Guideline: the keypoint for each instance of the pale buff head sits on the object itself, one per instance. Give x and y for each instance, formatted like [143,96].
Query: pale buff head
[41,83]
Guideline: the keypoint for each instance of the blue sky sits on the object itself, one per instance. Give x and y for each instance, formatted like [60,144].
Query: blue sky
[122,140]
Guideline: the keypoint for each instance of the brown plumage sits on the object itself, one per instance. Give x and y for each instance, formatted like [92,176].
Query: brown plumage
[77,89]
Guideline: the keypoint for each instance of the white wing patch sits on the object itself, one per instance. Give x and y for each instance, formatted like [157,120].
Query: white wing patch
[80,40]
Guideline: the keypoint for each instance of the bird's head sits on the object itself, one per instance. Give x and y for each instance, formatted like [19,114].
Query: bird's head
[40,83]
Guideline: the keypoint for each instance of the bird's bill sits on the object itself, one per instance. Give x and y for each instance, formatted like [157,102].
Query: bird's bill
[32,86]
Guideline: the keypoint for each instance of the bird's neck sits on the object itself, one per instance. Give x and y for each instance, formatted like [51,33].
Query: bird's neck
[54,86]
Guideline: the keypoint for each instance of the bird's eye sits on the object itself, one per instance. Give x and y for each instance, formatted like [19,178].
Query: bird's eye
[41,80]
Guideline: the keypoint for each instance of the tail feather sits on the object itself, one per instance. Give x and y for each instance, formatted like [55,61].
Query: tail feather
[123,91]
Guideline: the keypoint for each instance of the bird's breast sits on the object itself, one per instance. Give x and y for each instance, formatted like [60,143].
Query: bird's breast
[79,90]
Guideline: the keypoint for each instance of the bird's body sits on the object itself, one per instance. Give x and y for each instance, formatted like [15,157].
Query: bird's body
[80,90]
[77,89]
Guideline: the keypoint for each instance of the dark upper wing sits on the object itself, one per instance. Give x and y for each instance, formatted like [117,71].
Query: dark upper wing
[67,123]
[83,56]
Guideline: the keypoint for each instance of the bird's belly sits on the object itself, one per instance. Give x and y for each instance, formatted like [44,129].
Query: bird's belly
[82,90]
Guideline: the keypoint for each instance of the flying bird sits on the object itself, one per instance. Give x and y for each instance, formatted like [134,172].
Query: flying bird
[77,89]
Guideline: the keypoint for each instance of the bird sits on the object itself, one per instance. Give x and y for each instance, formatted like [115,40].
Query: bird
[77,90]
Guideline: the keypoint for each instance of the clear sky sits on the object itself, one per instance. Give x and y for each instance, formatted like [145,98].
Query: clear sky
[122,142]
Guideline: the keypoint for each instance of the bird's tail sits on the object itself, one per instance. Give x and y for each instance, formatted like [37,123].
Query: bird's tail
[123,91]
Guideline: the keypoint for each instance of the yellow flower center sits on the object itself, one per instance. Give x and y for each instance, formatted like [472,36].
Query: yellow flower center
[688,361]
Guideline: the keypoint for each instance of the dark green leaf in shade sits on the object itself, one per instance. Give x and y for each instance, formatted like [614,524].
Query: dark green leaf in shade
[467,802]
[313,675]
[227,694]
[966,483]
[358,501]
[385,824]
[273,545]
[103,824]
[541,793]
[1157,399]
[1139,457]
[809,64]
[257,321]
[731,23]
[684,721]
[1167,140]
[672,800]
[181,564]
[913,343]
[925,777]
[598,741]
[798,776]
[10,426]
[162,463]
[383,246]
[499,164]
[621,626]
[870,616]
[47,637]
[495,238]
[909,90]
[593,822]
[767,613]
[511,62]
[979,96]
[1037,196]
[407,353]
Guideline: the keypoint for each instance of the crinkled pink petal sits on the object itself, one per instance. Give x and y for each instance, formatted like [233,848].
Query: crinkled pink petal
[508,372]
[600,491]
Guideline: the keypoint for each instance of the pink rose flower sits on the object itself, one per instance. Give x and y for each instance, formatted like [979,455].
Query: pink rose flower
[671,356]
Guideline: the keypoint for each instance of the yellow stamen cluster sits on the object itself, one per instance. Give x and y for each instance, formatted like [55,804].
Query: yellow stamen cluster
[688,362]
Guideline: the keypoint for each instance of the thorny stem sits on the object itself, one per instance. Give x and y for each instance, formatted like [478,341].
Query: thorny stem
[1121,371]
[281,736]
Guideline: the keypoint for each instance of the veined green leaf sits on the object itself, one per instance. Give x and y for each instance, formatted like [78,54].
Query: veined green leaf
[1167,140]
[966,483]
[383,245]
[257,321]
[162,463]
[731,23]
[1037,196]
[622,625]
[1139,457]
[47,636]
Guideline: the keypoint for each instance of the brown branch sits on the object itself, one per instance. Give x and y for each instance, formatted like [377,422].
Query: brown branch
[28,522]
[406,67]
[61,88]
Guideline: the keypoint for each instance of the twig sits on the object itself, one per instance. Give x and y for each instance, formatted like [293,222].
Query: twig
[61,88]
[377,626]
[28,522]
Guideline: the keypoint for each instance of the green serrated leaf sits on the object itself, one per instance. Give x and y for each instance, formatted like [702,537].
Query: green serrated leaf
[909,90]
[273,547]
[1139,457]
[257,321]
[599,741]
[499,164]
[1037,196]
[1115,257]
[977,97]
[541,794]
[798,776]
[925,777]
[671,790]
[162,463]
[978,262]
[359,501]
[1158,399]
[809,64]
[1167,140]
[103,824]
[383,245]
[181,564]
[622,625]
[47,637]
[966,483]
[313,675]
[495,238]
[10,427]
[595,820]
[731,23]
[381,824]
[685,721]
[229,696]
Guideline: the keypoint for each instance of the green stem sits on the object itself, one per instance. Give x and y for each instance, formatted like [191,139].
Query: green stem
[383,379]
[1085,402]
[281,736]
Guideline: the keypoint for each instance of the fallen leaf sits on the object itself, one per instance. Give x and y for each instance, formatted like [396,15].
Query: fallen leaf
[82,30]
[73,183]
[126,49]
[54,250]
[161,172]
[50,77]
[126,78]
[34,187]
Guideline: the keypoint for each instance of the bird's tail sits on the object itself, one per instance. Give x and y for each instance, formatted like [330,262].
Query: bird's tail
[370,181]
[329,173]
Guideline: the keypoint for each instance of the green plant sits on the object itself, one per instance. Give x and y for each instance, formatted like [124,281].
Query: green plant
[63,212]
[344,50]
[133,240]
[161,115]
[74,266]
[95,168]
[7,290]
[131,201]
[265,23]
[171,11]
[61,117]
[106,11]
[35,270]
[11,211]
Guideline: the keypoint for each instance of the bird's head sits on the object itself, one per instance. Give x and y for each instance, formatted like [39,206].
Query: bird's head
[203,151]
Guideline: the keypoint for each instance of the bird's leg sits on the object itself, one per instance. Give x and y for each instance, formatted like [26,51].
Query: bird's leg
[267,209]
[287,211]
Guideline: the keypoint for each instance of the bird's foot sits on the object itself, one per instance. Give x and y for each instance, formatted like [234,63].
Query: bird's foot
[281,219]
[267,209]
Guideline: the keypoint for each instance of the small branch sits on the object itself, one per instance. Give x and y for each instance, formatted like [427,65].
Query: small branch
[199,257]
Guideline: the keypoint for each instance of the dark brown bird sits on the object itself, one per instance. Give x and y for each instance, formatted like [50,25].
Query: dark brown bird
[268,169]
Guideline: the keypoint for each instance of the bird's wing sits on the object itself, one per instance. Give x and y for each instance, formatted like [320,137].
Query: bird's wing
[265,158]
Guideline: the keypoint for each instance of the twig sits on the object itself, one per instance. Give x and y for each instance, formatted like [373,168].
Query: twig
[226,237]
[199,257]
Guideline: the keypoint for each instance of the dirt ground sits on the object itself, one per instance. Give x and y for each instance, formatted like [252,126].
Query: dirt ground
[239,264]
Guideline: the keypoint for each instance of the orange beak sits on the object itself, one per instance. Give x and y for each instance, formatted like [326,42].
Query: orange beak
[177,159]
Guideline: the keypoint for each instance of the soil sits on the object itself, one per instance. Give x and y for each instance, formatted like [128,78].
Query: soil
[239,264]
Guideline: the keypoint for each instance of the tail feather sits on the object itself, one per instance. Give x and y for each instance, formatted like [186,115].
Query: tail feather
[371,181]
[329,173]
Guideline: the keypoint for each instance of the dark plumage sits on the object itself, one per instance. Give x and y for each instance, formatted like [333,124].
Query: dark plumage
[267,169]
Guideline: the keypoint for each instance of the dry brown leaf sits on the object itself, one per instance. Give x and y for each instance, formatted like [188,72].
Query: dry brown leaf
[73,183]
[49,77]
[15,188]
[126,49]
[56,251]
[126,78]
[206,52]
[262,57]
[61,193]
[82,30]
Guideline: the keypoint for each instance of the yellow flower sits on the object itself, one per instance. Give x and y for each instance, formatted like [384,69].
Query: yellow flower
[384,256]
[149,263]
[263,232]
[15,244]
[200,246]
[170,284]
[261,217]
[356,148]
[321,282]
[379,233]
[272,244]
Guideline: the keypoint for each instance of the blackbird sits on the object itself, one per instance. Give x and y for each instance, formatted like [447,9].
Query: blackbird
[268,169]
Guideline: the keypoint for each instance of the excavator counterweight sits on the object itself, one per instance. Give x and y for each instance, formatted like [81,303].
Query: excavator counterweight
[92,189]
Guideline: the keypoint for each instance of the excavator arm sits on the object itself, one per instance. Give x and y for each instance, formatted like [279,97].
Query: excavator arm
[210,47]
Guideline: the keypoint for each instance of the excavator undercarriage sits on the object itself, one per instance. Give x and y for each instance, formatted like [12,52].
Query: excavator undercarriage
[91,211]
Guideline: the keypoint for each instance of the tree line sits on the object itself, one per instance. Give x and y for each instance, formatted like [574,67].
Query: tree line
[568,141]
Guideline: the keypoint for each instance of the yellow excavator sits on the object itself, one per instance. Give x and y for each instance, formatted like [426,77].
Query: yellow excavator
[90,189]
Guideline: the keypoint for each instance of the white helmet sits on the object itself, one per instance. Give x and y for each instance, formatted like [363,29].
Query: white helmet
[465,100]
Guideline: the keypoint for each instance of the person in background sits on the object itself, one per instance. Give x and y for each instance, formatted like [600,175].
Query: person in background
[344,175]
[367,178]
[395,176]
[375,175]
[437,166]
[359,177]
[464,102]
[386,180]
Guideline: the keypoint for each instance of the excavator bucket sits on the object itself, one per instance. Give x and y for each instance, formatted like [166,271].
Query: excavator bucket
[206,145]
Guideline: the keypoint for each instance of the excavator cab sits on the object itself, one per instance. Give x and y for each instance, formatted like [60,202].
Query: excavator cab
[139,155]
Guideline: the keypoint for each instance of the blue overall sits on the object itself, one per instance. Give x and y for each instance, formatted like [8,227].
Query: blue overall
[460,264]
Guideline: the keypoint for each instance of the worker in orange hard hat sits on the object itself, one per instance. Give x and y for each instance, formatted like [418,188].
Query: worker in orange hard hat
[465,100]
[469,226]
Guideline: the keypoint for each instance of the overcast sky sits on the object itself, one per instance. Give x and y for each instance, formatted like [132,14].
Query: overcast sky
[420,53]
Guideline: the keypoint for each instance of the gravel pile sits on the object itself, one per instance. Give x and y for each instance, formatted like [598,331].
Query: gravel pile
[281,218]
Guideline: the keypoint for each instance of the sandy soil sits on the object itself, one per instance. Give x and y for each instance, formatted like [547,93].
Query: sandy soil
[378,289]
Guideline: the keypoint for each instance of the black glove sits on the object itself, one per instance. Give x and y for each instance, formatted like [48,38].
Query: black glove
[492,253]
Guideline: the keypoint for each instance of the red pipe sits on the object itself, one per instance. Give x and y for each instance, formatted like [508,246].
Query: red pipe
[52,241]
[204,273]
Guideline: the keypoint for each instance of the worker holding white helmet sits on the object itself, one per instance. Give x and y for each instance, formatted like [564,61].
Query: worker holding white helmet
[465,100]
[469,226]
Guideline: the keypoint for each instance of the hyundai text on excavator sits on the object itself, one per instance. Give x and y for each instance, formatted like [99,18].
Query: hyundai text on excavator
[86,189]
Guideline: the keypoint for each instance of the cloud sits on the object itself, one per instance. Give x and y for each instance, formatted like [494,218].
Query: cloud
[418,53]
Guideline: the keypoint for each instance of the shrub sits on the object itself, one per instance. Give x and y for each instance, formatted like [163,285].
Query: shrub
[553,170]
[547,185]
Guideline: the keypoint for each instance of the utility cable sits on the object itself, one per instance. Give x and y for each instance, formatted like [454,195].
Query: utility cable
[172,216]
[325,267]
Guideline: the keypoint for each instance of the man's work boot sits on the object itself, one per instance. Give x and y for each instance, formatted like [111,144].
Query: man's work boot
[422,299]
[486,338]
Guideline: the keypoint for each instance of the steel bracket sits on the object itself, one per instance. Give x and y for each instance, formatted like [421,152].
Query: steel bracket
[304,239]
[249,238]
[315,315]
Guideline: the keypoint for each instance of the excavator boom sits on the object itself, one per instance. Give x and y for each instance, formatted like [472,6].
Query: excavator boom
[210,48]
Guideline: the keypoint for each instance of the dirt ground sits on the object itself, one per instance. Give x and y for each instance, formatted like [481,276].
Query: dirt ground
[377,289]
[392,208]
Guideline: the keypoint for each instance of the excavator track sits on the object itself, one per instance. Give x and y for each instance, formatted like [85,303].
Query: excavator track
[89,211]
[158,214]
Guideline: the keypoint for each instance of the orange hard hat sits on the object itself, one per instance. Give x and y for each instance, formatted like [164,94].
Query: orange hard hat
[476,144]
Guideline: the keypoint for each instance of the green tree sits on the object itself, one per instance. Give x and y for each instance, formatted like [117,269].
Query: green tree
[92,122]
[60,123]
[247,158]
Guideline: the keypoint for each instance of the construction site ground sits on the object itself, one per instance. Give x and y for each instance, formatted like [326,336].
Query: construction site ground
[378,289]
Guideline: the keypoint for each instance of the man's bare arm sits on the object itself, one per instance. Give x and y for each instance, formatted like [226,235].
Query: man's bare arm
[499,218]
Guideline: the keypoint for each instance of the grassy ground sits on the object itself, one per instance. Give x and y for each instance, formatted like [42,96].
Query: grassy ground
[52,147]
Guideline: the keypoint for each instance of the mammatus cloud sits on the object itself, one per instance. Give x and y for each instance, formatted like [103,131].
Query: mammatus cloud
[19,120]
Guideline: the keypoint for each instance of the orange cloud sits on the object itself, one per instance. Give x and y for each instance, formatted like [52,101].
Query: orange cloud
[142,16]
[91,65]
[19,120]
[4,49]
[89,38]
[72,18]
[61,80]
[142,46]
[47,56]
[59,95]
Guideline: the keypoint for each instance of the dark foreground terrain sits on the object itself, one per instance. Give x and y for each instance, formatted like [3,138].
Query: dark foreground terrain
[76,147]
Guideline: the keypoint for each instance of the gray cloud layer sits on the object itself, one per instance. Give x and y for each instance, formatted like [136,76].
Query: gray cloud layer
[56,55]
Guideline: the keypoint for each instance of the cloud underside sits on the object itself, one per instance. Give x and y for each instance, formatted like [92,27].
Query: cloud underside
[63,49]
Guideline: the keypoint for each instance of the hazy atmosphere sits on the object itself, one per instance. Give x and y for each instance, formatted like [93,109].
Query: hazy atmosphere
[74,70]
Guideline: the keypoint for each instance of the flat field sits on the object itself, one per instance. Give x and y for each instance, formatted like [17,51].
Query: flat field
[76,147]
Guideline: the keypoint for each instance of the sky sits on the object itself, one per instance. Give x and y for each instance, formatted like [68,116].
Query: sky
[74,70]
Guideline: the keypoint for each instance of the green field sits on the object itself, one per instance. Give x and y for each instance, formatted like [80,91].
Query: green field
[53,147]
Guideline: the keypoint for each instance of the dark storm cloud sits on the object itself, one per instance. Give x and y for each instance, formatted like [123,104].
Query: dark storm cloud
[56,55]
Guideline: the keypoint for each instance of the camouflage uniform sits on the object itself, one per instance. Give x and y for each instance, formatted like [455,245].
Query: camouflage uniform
+ + + + +
• Task objective: Rewrite the part of the rows that opens with the line containing "Guideline: the keypoint for each instance of the camouflage" and runs to the end of the rows. Replace "uniform" with "jacket" and change nothing else.

• Finished answer:
Guideline: the keypoint for each instance of the camouflage jacket sits on the object itself, one per instance. Give x and y for each instance, formatted like [455,245].
Query: camouflage jacket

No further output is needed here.